## WORK TO BE COMPLETED:
Make an exact copy of the entries below.

## INPUT ROWS:

****

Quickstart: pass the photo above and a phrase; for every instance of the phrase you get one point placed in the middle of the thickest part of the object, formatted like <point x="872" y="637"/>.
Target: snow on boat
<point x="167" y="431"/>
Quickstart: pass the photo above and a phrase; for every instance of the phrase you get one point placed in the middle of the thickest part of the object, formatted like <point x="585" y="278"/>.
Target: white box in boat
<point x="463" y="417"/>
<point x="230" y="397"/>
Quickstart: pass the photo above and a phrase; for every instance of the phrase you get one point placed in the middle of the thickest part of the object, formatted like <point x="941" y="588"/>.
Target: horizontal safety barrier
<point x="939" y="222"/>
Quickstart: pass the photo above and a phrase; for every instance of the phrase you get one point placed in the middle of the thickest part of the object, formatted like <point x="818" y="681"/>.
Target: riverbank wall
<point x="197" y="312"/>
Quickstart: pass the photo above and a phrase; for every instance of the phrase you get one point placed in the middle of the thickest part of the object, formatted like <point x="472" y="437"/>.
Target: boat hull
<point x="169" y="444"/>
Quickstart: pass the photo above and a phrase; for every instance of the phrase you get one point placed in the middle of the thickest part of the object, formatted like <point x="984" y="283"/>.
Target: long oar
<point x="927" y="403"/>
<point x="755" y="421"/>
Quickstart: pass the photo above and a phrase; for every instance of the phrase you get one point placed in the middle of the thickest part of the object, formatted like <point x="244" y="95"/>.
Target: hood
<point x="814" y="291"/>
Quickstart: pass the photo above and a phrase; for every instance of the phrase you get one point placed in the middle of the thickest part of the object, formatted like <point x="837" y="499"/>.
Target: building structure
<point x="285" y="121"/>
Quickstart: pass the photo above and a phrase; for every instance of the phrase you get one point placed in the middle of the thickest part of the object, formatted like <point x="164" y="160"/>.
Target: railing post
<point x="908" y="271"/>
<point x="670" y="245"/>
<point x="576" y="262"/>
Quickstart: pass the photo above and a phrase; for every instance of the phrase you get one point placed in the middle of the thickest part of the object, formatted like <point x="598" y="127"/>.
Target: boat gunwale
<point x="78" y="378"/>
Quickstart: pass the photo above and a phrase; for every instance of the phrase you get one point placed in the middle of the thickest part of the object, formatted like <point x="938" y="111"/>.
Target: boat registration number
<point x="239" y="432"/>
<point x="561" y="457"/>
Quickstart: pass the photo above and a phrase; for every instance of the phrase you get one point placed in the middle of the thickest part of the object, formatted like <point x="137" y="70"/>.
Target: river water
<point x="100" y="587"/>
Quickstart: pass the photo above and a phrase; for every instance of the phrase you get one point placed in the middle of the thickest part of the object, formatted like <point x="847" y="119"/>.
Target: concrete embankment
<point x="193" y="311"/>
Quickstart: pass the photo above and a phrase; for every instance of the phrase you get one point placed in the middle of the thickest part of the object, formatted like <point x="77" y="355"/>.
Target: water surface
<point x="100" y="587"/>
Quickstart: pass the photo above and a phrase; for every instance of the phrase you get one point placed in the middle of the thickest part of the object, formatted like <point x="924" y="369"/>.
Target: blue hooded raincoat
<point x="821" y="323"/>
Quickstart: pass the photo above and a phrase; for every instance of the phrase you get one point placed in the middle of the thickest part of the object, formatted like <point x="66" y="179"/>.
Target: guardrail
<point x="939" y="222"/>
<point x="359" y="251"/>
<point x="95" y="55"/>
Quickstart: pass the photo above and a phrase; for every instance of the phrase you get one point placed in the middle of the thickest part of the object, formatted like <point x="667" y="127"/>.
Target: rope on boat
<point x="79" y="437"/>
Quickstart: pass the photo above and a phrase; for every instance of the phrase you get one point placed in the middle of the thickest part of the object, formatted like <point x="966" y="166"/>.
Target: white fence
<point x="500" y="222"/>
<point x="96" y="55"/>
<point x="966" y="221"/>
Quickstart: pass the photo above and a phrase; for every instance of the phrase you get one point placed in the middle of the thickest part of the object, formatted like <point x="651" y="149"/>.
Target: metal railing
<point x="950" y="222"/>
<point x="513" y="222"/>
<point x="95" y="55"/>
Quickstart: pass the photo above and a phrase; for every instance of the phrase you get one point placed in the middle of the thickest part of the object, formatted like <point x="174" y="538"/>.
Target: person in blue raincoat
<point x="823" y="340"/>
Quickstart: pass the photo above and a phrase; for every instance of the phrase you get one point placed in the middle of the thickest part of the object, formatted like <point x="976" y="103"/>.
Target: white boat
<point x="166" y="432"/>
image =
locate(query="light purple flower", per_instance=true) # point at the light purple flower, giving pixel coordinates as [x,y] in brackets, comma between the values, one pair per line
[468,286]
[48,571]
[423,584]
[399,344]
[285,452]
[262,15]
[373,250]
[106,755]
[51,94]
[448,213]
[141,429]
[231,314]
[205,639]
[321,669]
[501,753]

****

## WORKED ANSWER:
Quickstart: pass the photo above and a phrase; for every instance of the phrase you get one point placed in the middle of the thickest part of the object, formatted like <point x="872" y="637"/>.
Target: snow on boat
<point x="167" y="431"/>
Quickstart: pass the photo above and a phrase; for every instance of the phrase you get one point placed in the middle of the thickest part of the object, formatted like <point x="585" y="278"/>.
Target: white box in boat
<point x="463" y="417"/>
<point x="230" y="397"/>
Quickstart: pass the photo above and a phrase; for every instance of the phrase you get one point placed in the middle of the thickest part of the object, formatted like <point x="941" y="588"/>.
Target: horizontal safety barrier
<point x="939" y="222"/>
Quickstart: pass the photo above and a phrase; for every instance of the phrase you get one point placed in the middle of the thickest part of the object, formatted like <point x="818" y="681"/>.
Target: riverbank wall
<point x="197" y="312"/>
Quickstart: pass the photo above and a phrase; for every instance of the phrase you get one point placed in the middle of the thickest part of the object, formatted like <point x="472" y="437"/>.
Target: boat hull
<point x="169" y="444"/>
Quickstart: pass the photo above and a phrase; for every instance of the phrase you get one point placed in the middle of the thickest part of the object, formatted like <point x="984" y="283"/>.
Target: long oar
<point x="927" y="403"/>
<point x="755" y="421"/>
Quickstart: pass the photo above and a phrase; for every instance of the phrase you get one point placed in the middle of the thickest part of the object, formatted like <point x="244" y="95"/>.
Target: hood
<point x="814" y="291"/>
Quickstart: pass the photo above and a phrase; for every instance of the phrase you get one point placed in the middle of the thickest part of the object, formatted like <point x="837" y="499"/>.
Target: building structure
<point x="285" y="121"/>
Quickstart: pass the photo above and a phrase; for every instance of the phrase you get one point placed in the middle of the thickest part of the object, formatted like <point x="164" y="160"/>.
Target: railing post
<point x="908" y="271"/>
<point x="670" y="245"/>
<point x="576" y="262"/>
Quickstart: pass the photo above and a phrase; for every instance of the phrase you get one point placed in the middle of the thickest part of the object, formatted like <point x="598" y="127"/>.
Target: boat gunwale
<point x="78" y="378"/>
Quickstart: pass the photo above and a phrase; for every instance of the phrase you get one point placed in the middle of the thickest part of the object, formatted like <point x="938" y="111"/>.
Target: boat registration number
<point x="239" y="432"/>
<point x="561" y="457"/>
Quickstart: pass the photo above and a phrase; for every instance of the phrase you get one point placed in the middle of the thickest part of the object, formatted like <point x="137" y="70"/>.
Target: river water
<point x="100" y="587"/>
Quickstart: pass the photo above and a phrase; for every instance of the phrase you get one point placed in the middle of the thickest part of the object, formatted like <point x="847" y="119"/>.
Target: concrete embankment
<point x="193" y="311"/>
Quickstart: pass the photo above and a phrase; for every instance of the phrase you get one point placed in the middle of the thickest part of the object, formatted like <point x="77" y="355"/>.
Target: water surface
<point x="100" y="587"/>
Quickstart: pass the photo above and a phrase; for every instance of the phrase you get one point placed in the middle of the thickest part of the object, formatted like <point x="924" y="369"/>.
Target: blue hooded raincoat
<point x="821" y="323"/>
Quickstart: pass the photo above and a phrase; for every instance of the phrase you get one point placed in the middle of the thickest part of the object, formatted like <point x="66" y="179"/>.
Target: guardrail
<point x="939" y="222"/>
<point x="359" y="251"/>
<point x="95" y="55"/>
Quickstart: pass the photo above and a phrase; for every instance of the phrase you get one point placed in the middle of the thickest part of the object, formatted like <point x="667" y="127"/>.
Target: rope on boat
<point x="79" y="437"/>
Quickstart: pass the photo above and a phrase; for every instance of the phrase you get one point placed in the middle of the thickest part of the object, formatted like <point x="966" y="166"/>.
Target: white fence
<point x="500" y="222"/>
<point x="96" y="55"/>
<point x="966" y="221"/>
Quickstart: pass the photo above and a phrase; for every instance of the phrase you get one point placed in the middle of the thickest part of the object, formatted like <point x="651" y="149"/>.
Target: metal railing
<point x="950" y="222"/>
<point x="513" y="222"/>
<point x="95" y="55"/>
Quickstart: pass the photo above and a phrase; for every instance of the phrase you get one point placed in the middle of the thickest part of the object, formatted like <point x="174" y="538"/>.
Target: person in blue raincoat
<point x="823" y="340"/>
Quickstart: pass the photo above and a phrase; for every instance of the phrase you get one point placed in the middle of the thickest part of the object, formatted like <point x="976" y="103"/>.
Target: white boat
<point x="166" y="432"/>
image =
locate(query="light purple flower", per_instance=true) # point at the light purple flower, giving pixel coordinates as [x,y] in brackets, comma between the values, one pair per line
[468,286]
[48,571]
[423,584]
[399,344]
[285,452]
[262,15]
[373,250]
[106,755]
[51,94]
[448,213]
[141,429]
[231,314]
[205,639]
[321,669]
[501,753]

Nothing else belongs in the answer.